R Programming

Sinopsis

This Programming Assignment is part of the R Programming course and consists of three parts, each one with one function development:

Part 1: The pollutantmean() function calculates the mean of a specific pollutant (could be sulfate or nitrate), excluding any NA observation.
Part 2: The complete() function analyses the number of non-NA observations of each monitor id.
Part 3: The corr() function calculates the correlation between nitrate and sulfate, excluding rows with NA observations.

Instructions

Introduction

For this first programming assignment you will write three functions that are meant to interact with dataset that accompanies this assignment. The dataset is contained in a zip file specdata.zip that you can download from the Coursera web site.

Although this is a programming assignment, you will be assessed using a separate quiz.

Data

The zip file containing the data can be downloaded here:

specdata.zip [2.4MB]

The zip file contains 332 comma-separated-value (CSV) files containing pollution monitoring data for fine particulate matter (PM) air pollution at 332 locations in the United States. Each file contains data from a single monitor and the ID number for each monitor is contained in the file name. For example, data for monitor 200 is contained in the file “200.csv”. Each file contains three variables:

Date: the date of the observation in YYYY-MM-DD format (year-month-day)

- Task to carry out: Duplicate everything in the R programming assignment text from "Part 2: The" down to "a separate quiz.". The material that comes next has nothing to do with the R programming assignment text.

- Material provided:
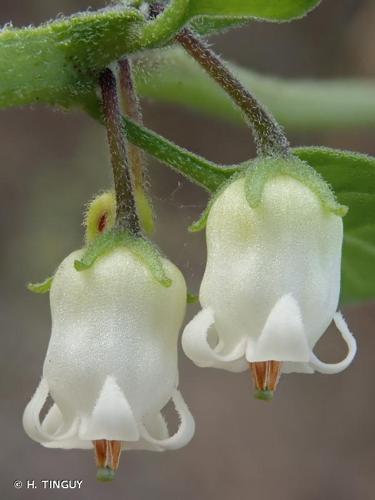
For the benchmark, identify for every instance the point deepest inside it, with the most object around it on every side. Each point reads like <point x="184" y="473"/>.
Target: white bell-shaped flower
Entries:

- The reply:
Part 2: The complete() function analyses the number of non-NA observations of each monitor id.
Part 3: The corr() function calculates the correlation between nitrate and sulfate, excluding rows with NA observations.

Instructions

Introduction

For this first programming assignment you will write three functions that are meant to interact with dataset that accompanies this assignment. The dataset is contained in a zip file specdata.zip that you can download from the Coursera web site.

Although this is a programming assignment, you will be assessed using a separate quiz.